● **COMPLETE THE FOLLOWING**
A. Copy the passage of the SVM tutorial below from "Change the size" to "with this value.", inclusive.
B. Answer these questions from the SVM tutorial below:
(i) What value does the tutorial assign to plt.rcParams['font.size']?
(ii) What labels are given to the three points in the linearly separable case?
(iii) Which kernel and which value of C are passed to svm.SVC?

● **EXCERPT TO READ**
##############################
# ================================
# SVM with Python Tutorial and Examples
# ================================

# Preliminaries

This notebook command means that plots will be displayed in this notebook.

In [1]:
%matplotlib inline

This gives us Python 3 style printing if we are using Python 2.

In [2]:
from __future__ import print_function

## Modules to Import

"sklean" is scikit-learn, a popular Python module that implements many machine learning technqiues.  We import the part that implements support vector machines

In [3]:
from sklearn import svm

"numpy" is a module that helps do numerical calculations involving vectors and arrays very quickly

In [4]:
import numpy as np

"matplotlib" is a module for making plots.  The plotting part is in matplotlib.pyplot

In [5]:
import matplotlib.pyplot as plt

## Parameters for Making Plots

Change the string on the right hand side of the instruction below to the directory where you want to put the plot you make.  If you leave it as "", the plots will go in the current working directory.

In [6]:
plots_directory = ""

Change the size of plots to be twice as big as default values.  This helps make sure that the plots have high resolution and are large when displayed in this notebook.  Feel free to play with these values.

In [7]:
plt.rcParams['figure.figsize'] = [12., 8.]

Change the fontsize to be much larger (to go along with larger figure size.)  Feel free to play with this value.

In [8]:
plt.rcParams['font.size'] = 24.

# Exploring Kernels in One Dimensions

## Linearly Seperable Case

We start by considering a collection of 3 points in 1 dimension (1-dimensional feature space) that are linearly separable.

In [9]:
points = np.array([[-1.],[0.],[1.]])
labels = [-1,-1,1]

In [10]:
our_linear_svm = svm.SVC(kernel = 'linear', C = 1.)
our_linear_svm.fit(points, labels)
our_linear_svm.predict(points)

array([-1, -1,  1])
##############################
● **SUPPLIED INFORMATION**
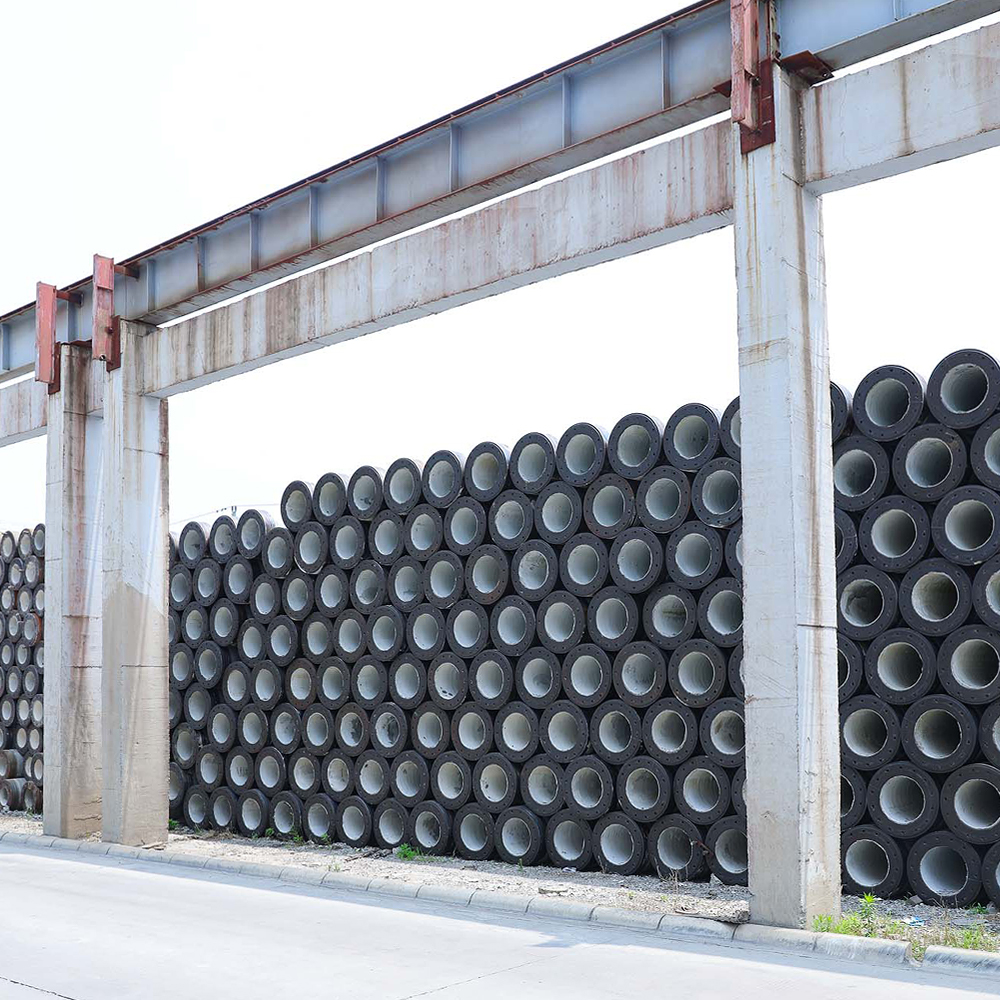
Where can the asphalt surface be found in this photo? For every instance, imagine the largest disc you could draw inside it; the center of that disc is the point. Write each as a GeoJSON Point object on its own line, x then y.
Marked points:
{"type": "Point", "coordinates": [90, 928]}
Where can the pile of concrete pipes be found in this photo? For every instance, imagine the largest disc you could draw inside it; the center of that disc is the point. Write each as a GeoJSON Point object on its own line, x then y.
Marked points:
{"type": "Point", "coordinates": [22, 668]}
{"type": "Point", "coordinates": [536, 654]}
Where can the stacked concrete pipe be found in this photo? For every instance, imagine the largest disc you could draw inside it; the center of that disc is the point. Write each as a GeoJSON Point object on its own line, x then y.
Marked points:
{"type": "Point", "coordinates": [535, 654]}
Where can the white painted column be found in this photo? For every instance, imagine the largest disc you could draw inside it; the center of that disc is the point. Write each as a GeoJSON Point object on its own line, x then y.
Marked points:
{"type": "Point", "coordinates": [789, 625]}
{"type": "Point", "coordinates": [135, 678]}
{"type": "Point", "coordinates": [73, 526]}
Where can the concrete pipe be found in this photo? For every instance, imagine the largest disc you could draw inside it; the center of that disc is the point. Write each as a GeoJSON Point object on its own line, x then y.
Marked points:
{"type": "Point", "coordinates": [337, 774]}
{"type": "Point", "coordinates": [619, 845]}
{"type": "Point", "coordinates": [192, 544]}
{"type": "Point", "coordinates": [253, 813]}
{"type": "Point", "coordinates": [371, 777]}
{"type": "Point", "coordinates": [888, 402]}
{"type": "Point", "coordinates": [639, 674]}
{"type": "Point", "coordinates": [465, 524]}
{"type": "Point", "coordinates": [586, 675]}
{"type": "Point", "coordinates": [253, 728]}
{"type": "Point", "coordinates": [583, 565]}
{"type": "Point", "coordinates": [558, 513]}
{"type": "Point", "coordinates": [939, 734]}
{"type": "Point", "coordinates": [519, 836]}
{"type": "Point", "coordinates": [903, 800]}
{"type": "Point", "coordinates": [237, 579]}
{"type": "Point", "coordinates": [270, 771]}
{"type": "Point", "coordinates": [964, 388]}
{"type": "Point", "coordinates": [534, 570]}
{"type": "Point", "coordinates": [354, 822]}
{"type": "Point", "coordinates": [563, 731]}
{"type": "Point", "coordinates": [409, 778]}
{"type": "Point", "coordinates": [589, 788]}
{"type": "Point", "coordinates": [423, 532]}
{"type": "Point", "coordinates": [429, 828]}
{"type": "Point", "coordinates": [860, 472]}
{"type": "Point", "coordinates": [443, 580]}
{"type": "Point", "coordinates": [485, 475]}
{"type": "Point", "coordinates": [408, 682]}
{"type": "Point", "coordinates": [311, 547]}
{"type": "Point", "coordinates": [929, 462]}
{"type": "Point", "coordinates": [935, 597]}
{"type": "Point", "coordinates": [401, 486]}
{"type": "Point", "coordinates": [389, 824]}
{"type": "Point", "coordinates": [430, 730]}
{"type": "Point", "coordinates": [442, 479]}
{"type": "Point", "coordinates": [352, 729]}
{"type": "Point", "coordinates": [491, 679]}
{"type": "Point", "coordinates": [615, 731]}
{"type": "Point", "coordinates": [472, 830]}
{"type": "Point", "coordinates": [691, 437]}
{"type": "Point", "coordinates": [966, 525]}
{"type": "Point", "coordinates": [866, 602]}
{"type": "Point", "coordinates": [609, 506]}
{"type": "Point", "coordinates": [516, 732]}
{"type": "Point", "coordinates": [329, 499]}
{"type": "Point", "coordinates": [365, 493]}
{"type": "Point", "coordinates": [451, 780]}
{"type": "Point", "coordinates": [319, 818]}
{"type": "Point", "coordinates": [390, 731]}
{"type": "Point", "coordinates": [901, 666]}
{"type": "Point", "coordinates": [943, 869]}
{"type": "Point", "coordinates": [347, 542]}
{"type": "Point", "coordinates": [870, 733]}
{"type": "Point", "coordinates": [537, 677]}
{"type": "Point", "coordinates": [512, 625]}
{"type": "Point", "coordinates": [472, 732]}
{"type": "Point", "coordinates": [425, 631]}
{"type": "Point", "coordinates": [494, 783]}
{"type": "Point", "coordinates": [894, 534]}
{"type": "Point", "coordinates": [542, 783]}
{"type": "Point", "coordinates": [969, 664]}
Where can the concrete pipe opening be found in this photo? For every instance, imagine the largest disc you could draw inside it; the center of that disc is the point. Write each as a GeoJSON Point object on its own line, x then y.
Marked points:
##############################
● **PER-TASK ANSWERS**
A.
Change the size of plots to be twice as big as default values.  This helps make sure that the plots have high resolution and are large when displayed in this notebook.  Feel free to play with these values.

In [7]:
plt.rcParams['figure.figsize'] = [12., 8.]

Change the fontsize to be much larger (to go along with larger figure size.)  Feel free to play with this value.

B.
(i) 24.
(ii) -1, -1, 1
(iii) The 'linear' kernel, with C = 1.